From the line containing "Please mark the air" to the last line below, retype everything word for word.
[Start of Attachment]
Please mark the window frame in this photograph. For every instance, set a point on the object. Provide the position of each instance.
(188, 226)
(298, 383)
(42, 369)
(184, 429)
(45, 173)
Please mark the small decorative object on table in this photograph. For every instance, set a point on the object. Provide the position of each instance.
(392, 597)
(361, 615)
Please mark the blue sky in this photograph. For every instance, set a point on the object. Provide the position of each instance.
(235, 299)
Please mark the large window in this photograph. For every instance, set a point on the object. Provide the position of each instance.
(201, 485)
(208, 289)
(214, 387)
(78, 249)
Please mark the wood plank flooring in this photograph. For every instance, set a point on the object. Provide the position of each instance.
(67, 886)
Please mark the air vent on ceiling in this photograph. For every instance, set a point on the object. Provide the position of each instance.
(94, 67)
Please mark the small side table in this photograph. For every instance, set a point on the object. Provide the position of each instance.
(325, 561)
[End of Attachment]
TASK SOLUTION:
Please mark the air vent on ceiling in this photograph. For every instance, set a point on the object. Provide the position of each instance.
(94, 67)
Please mark the small side table in this photograph. For every instance, set a point on the object. Provide the position of each instance.
(325, 561)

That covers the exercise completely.